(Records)
--- --- ---

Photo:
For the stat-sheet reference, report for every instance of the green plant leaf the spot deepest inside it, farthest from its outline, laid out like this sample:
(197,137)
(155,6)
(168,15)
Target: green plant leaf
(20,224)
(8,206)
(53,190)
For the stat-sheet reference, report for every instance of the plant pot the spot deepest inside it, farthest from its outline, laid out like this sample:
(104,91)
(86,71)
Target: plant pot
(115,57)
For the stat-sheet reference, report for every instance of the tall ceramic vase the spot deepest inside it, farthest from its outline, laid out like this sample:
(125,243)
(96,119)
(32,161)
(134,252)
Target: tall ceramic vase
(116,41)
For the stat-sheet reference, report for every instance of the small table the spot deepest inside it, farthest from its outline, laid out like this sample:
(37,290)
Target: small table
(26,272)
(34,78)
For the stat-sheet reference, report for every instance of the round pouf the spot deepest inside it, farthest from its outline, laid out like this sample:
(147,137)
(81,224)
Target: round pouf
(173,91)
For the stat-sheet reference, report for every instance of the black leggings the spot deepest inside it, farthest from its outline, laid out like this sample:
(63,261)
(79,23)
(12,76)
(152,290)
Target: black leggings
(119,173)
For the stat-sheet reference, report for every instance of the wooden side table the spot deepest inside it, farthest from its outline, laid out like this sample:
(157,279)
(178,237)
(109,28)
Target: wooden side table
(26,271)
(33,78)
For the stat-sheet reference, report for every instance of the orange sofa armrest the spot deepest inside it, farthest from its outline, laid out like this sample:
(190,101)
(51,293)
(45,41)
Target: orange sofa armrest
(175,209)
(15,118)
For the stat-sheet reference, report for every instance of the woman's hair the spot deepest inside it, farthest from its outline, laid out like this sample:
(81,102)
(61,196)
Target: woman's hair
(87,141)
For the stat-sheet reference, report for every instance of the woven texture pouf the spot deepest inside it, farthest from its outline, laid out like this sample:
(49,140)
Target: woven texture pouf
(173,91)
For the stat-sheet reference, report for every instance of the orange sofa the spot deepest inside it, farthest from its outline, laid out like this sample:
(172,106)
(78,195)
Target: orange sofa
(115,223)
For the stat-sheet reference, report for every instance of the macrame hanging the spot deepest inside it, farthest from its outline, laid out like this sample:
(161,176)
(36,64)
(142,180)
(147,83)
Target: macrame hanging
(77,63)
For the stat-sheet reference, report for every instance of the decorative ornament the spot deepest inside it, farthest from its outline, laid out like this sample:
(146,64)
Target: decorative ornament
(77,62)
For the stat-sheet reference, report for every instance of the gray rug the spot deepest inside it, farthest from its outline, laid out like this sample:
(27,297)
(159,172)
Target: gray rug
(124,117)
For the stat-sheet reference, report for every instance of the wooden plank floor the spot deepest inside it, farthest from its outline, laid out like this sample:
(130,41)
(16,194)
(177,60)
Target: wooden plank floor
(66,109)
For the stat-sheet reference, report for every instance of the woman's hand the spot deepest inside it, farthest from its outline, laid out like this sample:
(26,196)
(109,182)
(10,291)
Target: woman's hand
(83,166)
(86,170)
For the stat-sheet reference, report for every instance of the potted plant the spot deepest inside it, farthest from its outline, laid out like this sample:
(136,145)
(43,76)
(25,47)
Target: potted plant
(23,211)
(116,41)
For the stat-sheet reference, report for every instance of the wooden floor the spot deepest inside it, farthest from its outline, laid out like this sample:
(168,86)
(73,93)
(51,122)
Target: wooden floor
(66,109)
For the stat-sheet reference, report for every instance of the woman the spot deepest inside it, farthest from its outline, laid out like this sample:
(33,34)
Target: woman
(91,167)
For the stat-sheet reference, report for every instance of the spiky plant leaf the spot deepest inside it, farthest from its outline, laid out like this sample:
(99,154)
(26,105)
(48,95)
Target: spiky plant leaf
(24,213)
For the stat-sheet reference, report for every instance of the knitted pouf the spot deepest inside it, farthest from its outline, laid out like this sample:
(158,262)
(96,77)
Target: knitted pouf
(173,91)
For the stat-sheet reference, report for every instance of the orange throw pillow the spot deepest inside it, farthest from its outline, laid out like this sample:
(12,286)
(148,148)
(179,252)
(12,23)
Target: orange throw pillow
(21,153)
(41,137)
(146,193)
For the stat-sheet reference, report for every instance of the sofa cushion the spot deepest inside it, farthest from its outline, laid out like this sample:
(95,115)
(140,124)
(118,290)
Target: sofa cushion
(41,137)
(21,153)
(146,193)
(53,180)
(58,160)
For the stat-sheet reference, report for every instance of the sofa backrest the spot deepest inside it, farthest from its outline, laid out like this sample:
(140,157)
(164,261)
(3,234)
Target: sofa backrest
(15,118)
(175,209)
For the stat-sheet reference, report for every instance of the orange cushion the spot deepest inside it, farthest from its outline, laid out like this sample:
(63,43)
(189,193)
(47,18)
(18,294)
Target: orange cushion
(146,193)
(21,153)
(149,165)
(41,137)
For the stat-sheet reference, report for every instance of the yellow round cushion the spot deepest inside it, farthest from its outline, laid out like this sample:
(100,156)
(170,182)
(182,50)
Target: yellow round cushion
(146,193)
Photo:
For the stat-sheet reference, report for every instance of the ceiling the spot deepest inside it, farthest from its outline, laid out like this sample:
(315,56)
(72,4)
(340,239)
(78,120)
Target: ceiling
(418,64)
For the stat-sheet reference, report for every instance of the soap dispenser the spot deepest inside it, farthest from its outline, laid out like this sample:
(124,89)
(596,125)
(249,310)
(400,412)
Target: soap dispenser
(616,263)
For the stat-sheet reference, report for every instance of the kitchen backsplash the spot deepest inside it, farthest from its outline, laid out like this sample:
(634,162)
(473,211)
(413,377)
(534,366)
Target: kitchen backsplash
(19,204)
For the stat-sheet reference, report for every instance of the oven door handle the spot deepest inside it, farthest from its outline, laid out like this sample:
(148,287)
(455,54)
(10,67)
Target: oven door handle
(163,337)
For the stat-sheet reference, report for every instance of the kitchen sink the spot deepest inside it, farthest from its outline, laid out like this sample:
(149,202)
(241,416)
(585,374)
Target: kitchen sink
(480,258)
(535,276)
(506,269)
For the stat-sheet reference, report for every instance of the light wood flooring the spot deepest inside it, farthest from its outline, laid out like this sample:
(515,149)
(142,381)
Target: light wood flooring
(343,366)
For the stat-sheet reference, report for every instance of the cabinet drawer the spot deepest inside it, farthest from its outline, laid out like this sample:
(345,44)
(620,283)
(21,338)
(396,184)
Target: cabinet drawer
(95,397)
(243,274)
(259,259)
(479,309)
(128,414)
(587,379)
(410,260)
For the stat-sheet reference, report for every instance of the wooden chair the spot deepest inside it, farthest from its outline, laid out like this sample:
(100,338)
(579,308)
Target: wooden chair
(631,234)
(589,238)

--- --- ---

Stated goal: Go through the data and return every record exactly.

Complete answer:
Photo:
For the stat-sheet reference, report for every instance of the green plant leaf the spot deepest inside it, farthest from its outline, laid out like this sample:
(197,137)
(155,6)
(168,15)
Target: green plant leaf
(20,224)
(8,206)
(53,190)
For the stat-sheet reference, report for every instance of the plant pot the spot deepest inside it, farthest from its outline, laid out like this sample:
(104,91)
(86,71)
Target: plant pot
(115,57)
For the stat-sheet reference, report for every instance of the tall ceramic vase the spot deepest inside it, farthest from its outline, laid out like this sample:
(125,243)
(96,119)
(32,161)
(134,252)
Target: tall ceramic vase
(116,41)
For the stat-sheet reference, report for every instance of the small table the spot deepest inside it, farthest from its outline, laid out like this sample:
(37,290)
Target: small table
(26,272)
(34,78)
For the stat-sheet reference, report for every instance of the round pouf the spot deepest inside it, farthest from its outline, laid out like this sample:
(147,137)
(81,224)
Target: round pouf
(173,91)
For the stat-sheet reference, report for every instance of the black leggings the spot deepest inside it, farthest from its outline, laid out like this sample:
(63,261)
(79,23)
(12,76)
(152,290)
Target: black leggings
(119,173)
For the stat-sheet reference, report for every instance of the wooden side table the spot deepest inside it, farthest from its outline, laid out like this sample:
(157,279)
(178,237)
(109,28)
Target: wooden side table
(26,271)
(33,78)
For the stat-sheet reference, report for every instance of the orange sofa armrest the spot deepest inside it, farthest from its outline, laid out like this sample:
(190,101)
(51,293)
(45,41)
Target: orange sofa armrest
(175,209)
(15,118)
For the stat-sheet reference, report for every instance of the woman's hair the spot deepest inside it, farthest from its outline, laid out like this sample:
(81,102)
(61,196)
Target: woman's hair
(87,141)
For the stat-sheet reference, report for every instance of the woven texture pouf the spot deepest inside it, farthest from its outline, laid out like this sample:
(49,140)
Target: woven texture pouf
(173,91)
For the stat-sheet reference, report for every instance of the orange sofa the spot deepest inside it, farthest from its outline, laid out like this sample:
(172,106)
(78,195)
Target: orange sofa
(115,223)
For the stat-sheet reference, report for every instance of the macrame hanging the spot deepest inside it, farthest from its outline, laid out like this sample:
(161,176)
(36,64)
(142,180)
(147,83)
Target: macrame hanging
(77,63)
For the stat-sheet reference, report for every instance of the decorative ornament the spot deepest inside it, farthest from its outline, laid out like this sample:
(146,64)
Target: decorative ornament
(77,62)
For the stat-sheet reference, report for every instance of the gray rug the spot deepest inside it, farthest from its outline, laid out like this sample:
(27,297)
(159,172)
Target: gray rug
(124,117)
For the stat-sheet reference, report for every instance of the wooden plank floor the spot deepest inside it, farthest from its outline, laid out like this sample:
(130,41)
(16,194)
(177,60)
Target: wooden plank floor
(66,109)
For the stat-sheet reference, report for every instance of the woman's hand the spot deepest inside it, farthest from its outline, laid out like this sample:
(26,196)
(109,182)
(10,291)
Target: woman's hand
(83,166)
(86,170)
For the stat-sheet reference, report for every instance of the potted plant the spot deepest inside it, farthest from its outline, laid out like this sample:
(136,145)
(43,76)
(25,47)
Target: potted plant
(23,211)
(116,41)
For the stat-sheet reference, report for every instance of the wooden floor the spot deepest inside it, farthest from its outline, laid out like this sample:
(168,86)
(73,93)
(51,122)
Target: wooden floor
(66,109)
For the stat-sheet reference, report for every instance of the woman the spot deepest inside it, farthest from its outline, laid out like this sample:
(33,34)
Target: woman
(91,167)
For the stat-sheet reference, report for every instance of the spiky plant leaf the spot deepest inside it, farthest from its outline, laid out like this sample:
(99,154)
(26,105)
(48,95)
Target: spiky plant leaf
(24,213)
For the stat-sheet reference, report for every instance of the knitted pouf the spot deepest inside it, farthest from its outline, laid out like this sample:
(158,262)
(96,77)
Target: knitted pouf
(173,91)
For the stat-sheet reference, report for every instance of the orange throw pillow the spot deepest inside it, farthest from its outline, laid out like this sample:
(12,286)
(148,148)
(179,252)
(12,23)
Target: orange throw pillow
(21,153)
(41,137)
(146,193)
For the stat-sheet reference, report for every instance of the sofa cushion the spot deepest inside it, farthest from its outline, laid out like this sample:
(95,115)
(140,124)
(118,290)
Target: sofa cushion
(41,137)
(21,153)
(146,193)
(53,180)
(58,160)
For the stat-sheet reference, report for every instance of the sofa backrest the spot deepest inside it, farthest from its outline, laid out like this sample:
(140,157)
(164,261)
(3,234)
Target: sofa backrest
(15,118)
(175,209)
For the stat-sheet reference, report for every instance of the orange cushion the spot deepest inside it, farthest from its outline, laid out like this sample:
(63,43)
(189,193)
(47,18)
(18,294)
Target: orange cushion
(146,193)
(21,153)
(149,165)
(41,137)
For the stat-sheet reference, report for every instance of the yellow round cushion the spot deepest inside it, farthest from its outline, laid out like this sample:
(100,156)
(170,182)
(182,50)
Target: yellow round cushion
(146,193)
Photo:
For the stat-sheet reference, report for every instance of the ceiling the spot deepest inside it, farthest from its outline, laid out like this sample:
(315,56)
(72,4)
(340,239)
(78,120)
Target: ceiling
(418,64)
For the stat-sheet reference, report for every instance of the soap dispenser the spot deepest inside it, farthest from its outline, laid out like this sample:
(124,89)
(596,125)
(249,310)
(400,412)
Target: soap dispenser
(616,263)
For the stat-sheet reference, report for every instance of the kitchen backsplash the spot deepest inside it, farthest from its outline, laid out like this sample:
(634,162)
(473,211)
(413,377)
(534,366)
Target: kitchen backsplash
(19,204)
For the stat-sheet reference, report for every instance of the oven door handle the spot deepest inside it, farthest from its outline, laid out like this sample:
(148,287)
(455,54)
(10,67)
Target: oven door handle
(163,337)
For the stat-sheet reference, report for every instance of the kitchen sink the spot deepest inside it, farthest from its outline, laid out like this sample:
(149,202)
(241,416)
(585,374)
Target: kitchen sink
(480,258)
(535,276)
(506,269)
For the stat-sheet reference, report for every instance of the light wood flooring the spot deepest inside it, farthest from its outline, laid out like this sample:
(515,149)
(142,381)
Target: light wood flooring
(343,366)
For the stat-sheet reference, report for every instance of the cabinet drawer the spot deepest inside it, farthest from its outline, laid out like this sample:
(345,44)
(620,283)
(21,338)
(396,184)
Target: cabinet drawer
(95,397)
(243,274)
(259,259)
(479,309)
(128,414)
(587,379)
(410,260)
For the stat-sheet reference, report for every instance of the wooden chair the spot deepest inside it, farthest from its outline, laid out like this sample:
(100,338)
(579,308)
Target: wooden chair
(631,234)
(589,238)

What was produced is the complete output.